═══ Raw data

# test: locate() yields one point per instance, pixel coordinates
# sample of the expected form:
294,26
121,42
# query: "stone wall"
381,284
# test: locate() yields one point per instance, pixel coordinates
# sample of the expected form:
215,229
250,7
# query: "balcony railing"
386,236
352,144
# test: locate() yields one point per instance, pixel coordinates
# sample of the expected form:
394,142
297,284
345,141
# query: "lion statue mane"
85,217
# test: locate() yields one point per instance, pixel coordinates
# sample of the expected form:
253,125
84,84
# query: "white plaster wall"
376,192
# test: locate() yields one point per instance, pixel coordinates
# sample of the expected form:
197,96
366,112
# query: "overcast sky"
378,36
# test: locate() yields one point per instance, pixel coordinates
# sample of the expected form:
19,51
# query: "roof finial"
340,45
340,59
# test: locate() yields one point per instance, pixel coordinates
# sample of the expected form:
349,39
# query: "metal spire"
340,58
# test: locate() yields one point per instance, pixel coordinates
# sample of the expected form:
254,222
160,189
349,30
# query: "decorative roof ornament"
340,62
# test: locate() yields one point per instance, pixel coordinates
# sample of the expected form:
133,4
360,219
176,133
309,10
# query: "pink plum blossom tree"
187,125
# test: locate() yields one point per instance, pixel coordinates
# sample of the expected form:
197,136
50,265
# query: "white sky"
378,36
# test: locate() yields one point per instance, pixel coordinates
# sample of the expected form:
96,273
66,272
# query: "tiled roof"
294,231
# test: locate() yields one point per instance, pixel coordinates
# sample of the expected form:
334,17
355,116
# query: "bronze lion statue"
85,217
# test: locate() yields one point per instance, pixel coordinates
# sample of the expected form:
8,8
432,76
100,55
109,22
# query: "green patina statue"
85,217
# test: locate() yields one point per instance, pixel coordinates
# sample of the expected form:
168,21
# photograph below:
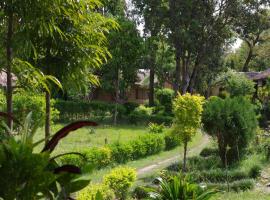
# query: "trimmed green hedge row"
135,118
74,110
118,152
100,111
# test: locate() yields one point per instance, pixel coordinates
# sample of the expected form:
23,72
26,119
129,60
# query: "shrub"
73,159
140,192
120,180
99,156
136,118
121,152
233,122
165,98
171,141
155,128
90,192
74,110
130,107
24,103
255,171
187,111
237,84
209,152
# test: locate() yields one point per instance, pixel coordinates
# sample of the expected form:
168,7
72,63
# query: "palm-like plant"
25,174
179,188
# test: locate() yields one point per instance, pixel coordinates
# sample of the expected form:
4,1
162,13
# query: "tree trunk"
152,86
193,77
185,78
116,97
249,57
48,116
177,71
185,158
9,70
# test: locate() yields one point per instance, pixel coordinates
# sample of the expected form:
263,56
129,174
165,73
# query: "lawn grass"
86,138
150,160
248,195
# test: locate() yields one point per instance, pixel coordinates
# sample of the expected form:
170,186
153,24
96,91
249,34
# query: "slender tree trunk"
193,77
248,59
116,97
185,78
48,116
152,87
9,70
185,158
177,71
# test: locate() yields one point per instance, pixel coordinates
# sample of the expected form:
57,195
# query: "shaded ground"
167,162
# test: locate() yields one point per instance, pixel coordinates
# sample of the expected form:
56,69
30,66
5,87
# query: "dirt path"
165,163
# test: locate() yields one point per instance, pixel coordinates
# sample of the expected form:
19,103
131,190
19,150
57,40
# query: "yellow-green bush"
90,192
120,180
100,157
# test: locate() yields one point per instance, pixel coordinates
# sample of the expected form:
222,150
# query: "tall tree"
73,55
16,18
153,13
196,30
252,23
126,48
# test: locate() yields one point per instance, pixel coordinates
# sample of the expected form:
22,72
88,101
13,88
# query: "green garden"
134,99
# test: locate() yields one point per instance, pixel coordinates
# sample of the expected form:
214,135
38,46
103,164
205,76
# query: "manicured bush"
237,84
74,110
171,141
99,156
155,128
237,186
187,111
90,192
121,152
136,118
120,180
24,103
209,152
165,98
140,192
143,146
130,107
255,171
233,122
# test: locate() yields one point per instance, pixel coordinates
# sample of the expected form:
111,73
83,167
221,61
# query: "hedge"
135,118
94,110
118,152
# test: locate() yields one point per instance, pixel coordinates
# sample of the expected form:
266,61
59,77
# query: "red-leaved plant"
25,174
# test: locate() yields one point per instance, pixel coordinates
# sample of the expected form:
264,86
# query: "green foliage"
155,128
187,115
171,141
24,103
236,84
71,110
99,157
120,180
180,188
144,146
139,118
18,164
26,174
209,152
237,186
165,98
121,152
91,191
130,107
233,122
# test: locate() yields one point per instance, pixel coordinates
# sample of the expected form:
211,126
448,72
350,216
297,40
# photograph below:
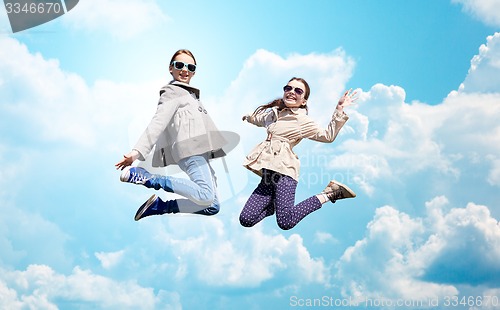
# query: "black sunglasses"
297,90
179,65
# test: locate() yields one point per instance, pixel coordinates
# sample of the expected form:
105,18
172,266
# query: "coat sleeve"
311,130
262,119
167,106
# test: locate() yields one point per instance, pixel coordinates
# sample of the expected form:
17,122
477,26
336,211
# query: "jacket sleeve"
167,106
311,130
262,119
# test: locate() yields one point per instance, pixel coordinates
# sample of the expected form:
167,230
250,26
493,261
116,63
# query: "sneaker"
336,190
144,210
135,175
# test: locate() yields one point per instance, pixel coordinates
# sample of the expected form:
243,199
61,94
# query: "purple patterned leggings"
277,192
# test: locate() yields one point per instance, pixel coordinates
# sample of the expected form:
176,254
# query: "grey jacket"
181,127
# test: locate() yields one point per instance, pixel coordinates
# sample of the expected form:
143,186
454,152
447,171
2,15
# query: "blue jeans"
200,190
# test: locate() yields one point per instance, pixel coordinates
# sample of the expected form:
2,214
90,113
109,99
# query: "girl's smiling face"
291,97
182,75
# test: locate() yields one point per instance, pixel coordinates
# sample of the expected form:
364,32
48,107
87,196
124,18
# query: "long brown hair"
279,102
182,51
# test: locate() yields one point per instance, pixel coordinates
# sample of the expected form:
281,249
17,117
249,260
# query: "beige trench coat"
285,129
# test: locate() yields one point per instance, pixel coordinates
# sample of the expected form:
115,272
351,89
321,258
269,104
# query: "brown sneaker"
336,190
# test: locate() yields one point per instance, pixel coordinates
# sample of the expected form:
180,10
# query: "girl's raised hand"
347,99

══════

Reproduce every line above exactly as written, omitting the images.

# test: locate() yields one point per instance, pixel coordinates
# sample of the expected form:
294,26
121,42
# query: "stone wall"
381,284
# test: locate() yields one point per instance, pixel coordinates
# sample of the expected form:
215,229
250,7
# query: "balcony railing"
386,236
352,144
# test: locate() yields one point per instance, pixel coordinates
# sample of the expected form:
394,142
297,284
345,141
# query: "lion statue mane"
85,217
# test: locate() yields one point per instance, pixel coordinates
# sample of the expected form:
253,125
84,84
# query: "white plaster wall"
376,192
# test: locate() yields one point per instance, pixel coordinates
# sample of the expected form:
197,96
366,112
# query: "overcast sky"
378,36
# test: locate() yields one point per instance, pixel coordinates
# sample of the expected form:
19,51
# query: "roof finial"
340,45
340,59
# test: locate() yields one point per instance, pixel coordinates
# sample of the expected form:
349,39
# query: "metal spire"
340,58
# test: locate() yields one point per instance, pixel coordinates
# sample of the expected form:
254,222
160,189
349,30
# query: "decorative roof ornament"
340,62
# test: locate() yields one point per instance, pixel coordinates
# sample of the expected form:
133,4
360,219
176,133
309,10
# query: "pink plum blossom tree"
187,125
# test: locate() yields one point per instance, pixel coordinates
# sample of the expected form:
197,136
50,265
# query: "white sky"
378,36
# test: locate() yields one point per instance, pixel coordinates
# sample of the expected form:
96,273
66,272
# query: "tiled roof"
294,231
# test: locate() yields one point per instance, pixel coordinates
# sample of the expected form:
334,17
355,116
# query: "bronze lion statue"
85,217
# test: locate() yields one point per instance, pixel coordinates
# sample of the expected form:
8,8
432,76
100,55
109,22
# query: "green patina statue"
85,217
# test: locate() yields one point per instance, pixel coordinates
# sample of the expected form:
168,21
# photograph below:
# query: "trimmed green hedge row"
135,118
74,110
118,152
100,111
# test: locate() yields one point per instance, pixel coordinates
# sample of the expected form:
23,72
26,119
129,60
# query: "shrub"
73,159
140,192
120,180
99,156
136,118
121,152
233,122
165,98
171,141
155,128
90,192
74,110
130,107
24,103
255,171
187,111
237,84
209,152
# test: locate() yields one point per instance, pixel coordinates
# sample of the expected form:
168,7
72,63
# query: "palm-like plant"
25,174
179,188
# test: locate() yields one point per instance, pixel coordinates
# sample of the expected form:
4,1
162,13
# query: "tree trunk"
152,86
193,77
185,78
116,97
249,57
48,116
177,71
185,158
9,70
# test: locate() yields one point per instance, pixel coordinates
# sample of the expected form:
263,56
129,174
165,73
# query: "lawn grass"
86,138
150,160
248,195
# test: locate() yields one point per instance, pixel coordinates
# sample of the expected form:
170,186
153,24
96,91
249,34
# query: "slender tree trunk"
193,77
248,59
116,97
185,78
48,116
152,87
9,70
185,158
177,71
# test: locate() yields one point per instance, pixel coordinates
# sample of the expected form:
57,195
# query: "shaded ground"
167,162
# test: locate() yields one point per instance, pixel coordinates
# sample of the expected form:
56,69
30,66
5,87
# query: "dirt path"
165,163
# test: locate() yields one point per instance, pixel coordinates
# sample of the expected form:
19,103
131,190
19,150
57,40
# query: "yellow-green bush"
90,192
120,180
100,157
# test: locate() yields one point per instance, pixel coordinates
# sample of the expected form:
222,150
# query: "tall tree"
73,55
16,18
153,13
196,30
252,23
126,48
# test: locate() yields one point per instance, pixel coordinates
# sample of the expected form:
22,72
88,101
13,88
# query: "green garden"
134,99
# test: locate() yields one point per instance, pixel coordinates
# sample of the expected form:
214,135
38,46
103,164
205,76
# query: "manicured bush"
237,84
74,110
171,141
99,156
155,128
237,186
187,111
90,192
121,152
136,118
120,180
24,103
209,152
165,98
140,192
143,146
130,107
255,171
233,122
# test: locate() yields one point per instance, pixel coordinates
# sample of the expected form:
111,73
83,167
221,61
# query: "hedge"
135,118
94,110
118,152
# test: locate() yields one point per instance, pixel coordinates
# sample of the expected form:
266,61
59,77
# query: "red-leaved plant"
25,174
# test: locate() yields one point per instance, pixel coordinates
# sample of the expected form:
264,86
# query: "green foliage"
155,128
187,115
171,141
24,103
236,84
71,110
99,157
120,180
180,188
144,146
139,118
18,164
26,174
209,152
237,186
165,98
121,152
91,191
130,107
233,122
# test: locate() yields one point per instance, pixel coordinates
# sample of the expected form:
211,126
448,72
350,216
297,40
# photograph below:
# query: "black sunglasses"
297,90
179,65
# test: locate() yields one point per instance, pixel coordinates
# sample of the expected form:
105,18
172,266
# query: "coat sleeve"
311,130
262,119
167,106
# test: locate() yields one point per instance, pixel coordinates
# sample of the expected form:
17,122
477,26
336,211
# query: "jacket sleeve"
167,106
311,130
262,119
# test: locate() yields one point per instance, pixel coordinates
# sample of the expected form:
167,230
250,26
493,261
116,63
# query: "sneaker"
336,190
144,210
135,175
# test: locate() yields one point per instance, pixel coordinates
# sample of the expected form:
243,199
61,94
# query: "purple patterned leggings"
277,192
# test: locate() yields one point per instance, pixel coordinates
# sample of the expected form:
176,254
# query: "grey jacket"
181,127
# test: locate() yields one point per instance, pixel coordinates
# sample of the expected form:
143,186
454,152
447,171
2,15
# query: "blue jeans"
200,190
# test: locate() yields one point per instance, pixel coordinates
# sample of the expected form:
2,214
90,113
109,99
# query: "girl's smiling face"
291,97
182,75
# test: locate() yields one point per instance, pixel coordinates
# sample of the expected form:
364,32
48,107
87,196
124,18
# query: "long brown hair"
279,102
182,51
# test: locate() yields one point per instance, pixel coordinates
# sample of the expected form:
281,249
17,117
249,260
# query: "beige trench coat"
285,129
# test: locate() yields one point per instance, pixel coordinates
# sample of the expected form:
115,272
351,89
321,258
269,104
# query: "brown sneaker"
336,190
# test: locate() yields one point per instance, pixel coordinates
# sample of the expected form:
180,10
# query: "girl's raised hand"
347,99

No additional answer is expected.